# start of Input material
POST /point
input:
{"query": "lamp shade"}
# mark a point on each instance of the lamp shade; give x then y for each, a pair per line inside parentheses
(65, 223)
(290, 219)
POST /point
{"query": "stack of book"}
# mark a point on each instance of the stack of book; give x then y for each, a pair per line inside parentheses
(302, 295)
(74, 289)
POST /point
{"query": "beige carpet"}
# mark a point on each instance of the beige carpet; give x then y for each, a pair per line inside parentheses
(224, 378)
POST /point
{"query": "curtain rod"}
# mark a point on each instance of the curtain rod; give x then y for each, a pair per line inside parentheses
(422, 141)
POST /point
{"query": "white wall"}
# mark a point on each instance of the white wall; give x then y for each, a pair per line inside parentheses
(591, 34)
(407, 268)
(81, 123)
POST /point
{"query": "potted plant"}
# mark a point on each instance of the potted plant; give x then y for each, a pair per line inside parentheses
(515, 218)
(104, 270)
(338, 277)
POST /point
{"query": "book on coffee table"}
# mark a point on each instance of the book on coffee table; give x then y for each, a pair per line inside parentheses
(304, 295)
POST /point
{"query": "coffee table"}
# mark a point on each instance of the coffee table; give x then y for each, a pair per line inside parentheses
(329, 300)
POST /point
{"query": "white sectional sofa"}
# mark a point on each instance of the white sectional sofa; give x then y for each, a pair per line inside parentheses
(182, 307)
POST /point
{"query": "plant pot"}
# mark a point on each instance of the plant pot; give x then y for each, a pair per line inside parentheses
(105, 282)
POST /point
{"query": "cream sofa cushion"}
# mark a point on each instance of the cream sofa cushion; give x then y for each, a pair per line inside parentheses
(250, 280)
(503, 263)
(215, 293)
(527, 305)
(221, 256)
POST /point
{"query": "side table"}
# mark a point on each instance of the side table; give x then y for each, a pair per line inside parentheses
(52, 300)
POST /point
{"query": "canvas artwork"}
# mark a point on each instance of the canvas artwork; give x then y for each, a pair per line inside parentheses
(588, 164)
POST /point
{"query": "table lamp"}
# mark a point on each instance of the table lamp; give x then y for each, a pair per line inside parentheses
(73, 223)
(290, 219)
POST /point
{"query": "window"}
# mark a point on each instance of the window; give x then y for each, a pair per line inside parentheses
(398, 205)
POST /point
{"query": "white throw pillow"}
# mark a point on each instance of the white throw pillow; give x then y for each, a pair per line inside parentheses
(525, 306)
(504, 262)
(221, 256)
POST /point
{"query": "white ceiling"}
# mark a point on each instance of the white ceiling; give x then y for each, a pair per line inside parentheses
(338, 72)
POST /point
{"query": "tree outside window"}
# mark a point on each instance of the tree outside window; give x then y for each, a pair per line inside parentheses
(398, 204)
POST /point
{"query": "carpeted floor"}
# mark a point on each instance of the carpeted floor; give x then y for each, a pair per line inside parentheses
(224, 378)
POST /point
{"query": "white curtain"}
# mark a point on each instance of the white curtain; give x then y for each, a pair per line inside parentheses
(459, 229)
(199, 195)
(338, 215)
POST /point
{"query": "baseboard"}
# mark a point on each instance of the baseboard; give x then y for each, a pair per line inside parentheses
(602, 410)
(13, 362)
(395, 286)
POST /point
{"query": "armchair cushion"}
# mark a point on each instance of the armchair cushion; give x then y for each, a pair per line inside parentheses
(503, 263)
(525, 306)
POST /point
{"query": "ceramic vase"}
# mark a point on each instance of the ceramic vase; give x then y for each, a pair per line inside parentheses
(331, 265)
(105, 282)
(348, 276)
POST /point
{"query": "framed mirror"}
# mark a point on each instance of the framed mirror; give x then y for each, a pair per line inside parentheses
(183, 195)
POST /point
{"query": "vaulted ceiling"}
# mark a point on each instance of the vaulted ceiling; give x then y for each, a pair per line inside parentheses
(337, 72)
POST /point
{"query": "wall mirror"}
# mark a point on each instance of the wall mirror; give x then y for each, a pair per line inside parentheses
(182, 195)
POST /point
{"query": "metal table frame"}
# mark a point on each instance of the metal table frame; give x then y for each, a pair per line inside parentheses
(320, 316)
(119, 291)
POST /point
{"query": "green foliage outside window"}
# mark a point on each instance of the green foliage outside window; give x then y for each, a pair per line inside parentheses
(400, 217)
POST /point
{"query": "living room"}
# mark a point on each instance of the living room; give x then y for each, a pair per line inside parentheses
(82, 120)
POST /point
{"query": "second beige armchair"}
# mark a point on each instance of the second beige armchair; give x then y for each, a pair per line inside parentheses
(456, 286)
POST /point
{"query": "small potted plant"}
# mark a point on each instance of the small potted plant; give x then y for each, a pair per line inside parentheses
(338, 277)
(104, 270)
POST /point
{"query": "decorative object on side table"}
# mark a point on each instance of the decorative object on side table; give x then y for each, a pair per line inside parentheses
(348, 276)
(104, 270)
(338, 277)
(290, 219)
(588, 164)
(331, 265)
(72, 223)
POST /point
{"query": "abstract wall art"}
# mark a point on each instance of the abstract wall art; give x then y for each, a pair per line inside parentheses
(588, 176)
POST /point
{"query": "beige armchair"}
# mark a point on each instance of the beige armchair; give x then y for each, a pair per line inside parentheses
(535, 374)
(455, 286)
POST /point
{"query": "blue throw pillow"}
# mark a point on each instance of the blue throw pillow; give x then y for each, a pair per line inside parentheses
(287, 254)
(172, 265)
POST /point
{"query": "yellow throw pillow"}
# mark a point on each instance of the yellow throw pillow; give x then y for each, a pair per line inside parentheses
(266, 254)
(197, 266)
# end of Input material
- [Task to carry out]: Set down the material above again, word for word.

- [Solution]:
POST /point
input:
{"query": "lamp shade"}
# mark a point on each instance of the lamp shade; give x then y for each, a pair per line inside parentheses
(65, 223)
(290, 219)
POST /point
{"query": "stack of book"}
# mark a point on each instance of the stack of book; give x then y for each, a pair per line inside parentheses
(302, 295)
(74, 289)
POST /point
{"query": "beige carpet"}
# mark a point on each instance of the beige carpet; give x then y for each, a pair per line inside parentheses
(224, 378)
POST /point
{"query": "curtain rod"}
# mark a point on each instance of the curtain rod; give x then y for each, a pair per line inside parentheses
(422, 141)
POST /point
{"query": "white wall"}
# mark a point on each instance of the white wall; give x then y for each, a pair per line inside parentheses
(591, 34)
(407, 268)
(81, 123)
POST /point
{"query": "potted plant"}
# mark a point on each instance of the potted plant; give x then y for each, a pair per line inside parentheses
(515, 218)
(104, 270)
(338, 277)
POST /point
{"query": "book on coffee table"}
# mark a point on each instance of the book on coffee table; give x then y for each, a pair per line inside parentheses
(304, 295)
POST /point
{"query": "coffee table"}
# mark a point on each instance of the coffee table; give x then y for each, a pair per line inside parentheses
(329, 300)
POST /point
{"query": "white sectional sofa"}
# mark a point on each instance of the white sectional sofa; give x then y for each, a pair per line inside parentheses
(182, 307)
POST /point
{"query": "plant pot"}
# mark a point on each instance of the plant pot; give x then y for each, a pair per line inside parentheses
(105, 282)
POST /point
{"query": "cream sofa cushion"}
# mark a point on each instance of the cream sofa cushion; give x then y for each, a pair per line inside parentheses
(250, 280)
(503, 263)
(215, 293)
(527, 305)
(221, 256)
POST /point
{"query": "side table"}
# mark a point on each instance of the side table; give x then y for each, a pair per line inside parentheses
(52, 300)
POST /point
{"query": "canvas artwork"}
# mark a point on each instance of the canvas artwork; give x then y for each, a pair per line inside parentheses
(588, 164)
POST /point
{"query": "table lamp"}
# mark a point on each instance of the table lamp; give x then y for each, a pair per line inside parentheses
(73, 223)
(290, 219)
POST /point
{"query": "window"}
# mark a point on each instance of the window; give x then y for each, a pair per line inside parentheses
(398, 205)
POST /point
{"query": "white throw pillow"}
# mark a point on each instance of the white throw pillow; give x then y for each, a pair per line inside parentheses
(525, 306)
(504, 262)
(221, 256)
POST /point
{"query": "white ceiling"}
# mark a point on each instance of the white ceiling; give x then y for each, a pair per line inside parentheses
(338, 72)
POST /point
{"query": "tree outside window"}
# mark a point on each instance of the tree outside window; give x then y for each, a pair per line inside parentheses
(398, 204)
POST /point
{"query": "carpeted floor"}
# mark a point on each instance of the carpeted floor; give x then y for each, a pair per line inside parentheses
(224, 378)
POST /point
{"query": "white curtain"}
# mark a point on each instance of the white curtain; give x then y for each, a pair per line inside parentheses
(459, 229)
(199, 195)
(338, 215)
POST /point
{"query": "baseboard"}
# mark a point on each instance of the baseboard; give x then y for each, a pair per line inside parentheses
(602, 410)
(13, 362)
(395, 286)
POST /point
{"query": "armchair cushion"}
# mark a point on each instance of the armchair cushion; give x then y for each, a pair per line inside parentheses
(503, 263)
(525, 306)
POST /point
{"query": "ceramic vase"}
# mark a point on each instance of the ceramic vase; give x then y for each, a pair per line inside parentheses
(331, 265)
(105, 282)
(348, 276)
POST /point
{"query": "framed mirror"}
# mark a point on each instance of the framed mirror; give x then y for each, a pair per line inside parentheses
(183, 195)
POST /point
{"query": "vaulted ceiling"}
# mark a point on each instance of the vaulted ceiling; give x then y for each, a pair per line inside parentheses
(337, 72)
POST /point
{"query": "wall mirror"}
# mark a point on each instance of the wall mirror; give x then y for each, a pair per line inside parentheses
(182, 195)
POST /point
{"query": "metal table frame"}
# mark a point on each instance of the metal table frame; give x then y for each, a pair per line inside parentheses
(320, 316)
(119, 291)
POST /point
{"query": "green foliage outside window"}
# mark a point on each instance of the green foliage outside window; give x then y for each, a pair per line inside parentheses
(400, 217)
POST /point
{"query": "living room"}
# mark a point on each instance of the living room; give x then y for each, a pair per line inside parentheses
(82, 120)
POST /point
{"query": "second beige armchair"}
# mark a point on each instance of the second beige armchair; give x then y for each, a pair per line inside parentheses
(456, 286)
POST /point
{"query": "small potted plant"}
# mark a point on each instance of the small potted plant; give x then y for each, a pair per line inside parentheses
(338, 277)
(104, 270)
POST /point
{"query": "decorative object on side table"}
# mark a point on each instance of the decorative object on side table; give x then y for each, a pair per line inside parentheses
(348, 276)
(104, 270)
(338, 277)
(290, 219)
(588, 164)
(331, 265)
(72, 223)
POST /point
{"query": "abstract wall art"}
# mark a point on each instance of the abstract wall art; give x then y for each, a pair per line inside parentheses
(588, 176)
POST /point
{"query": "beige armchair"}
# mark a point on each instance of the beige armchair; give x then y for each, a pair per line inside parentheses
(535, 374)
(455, 286)
POST /point
{"query": "blue throw pillow"}
# mark a point on each instance of the blue throw pillow; give x then y for each, a pair per line inside parentheses
(287, 254)
(172, 265)
POST /point
{"query": "yellow throw pillow"}
# mark a point on each instance of the yellow throw pillow; give x then y for each, a pair per line inside parentheses
(266, 254)
(197, 266)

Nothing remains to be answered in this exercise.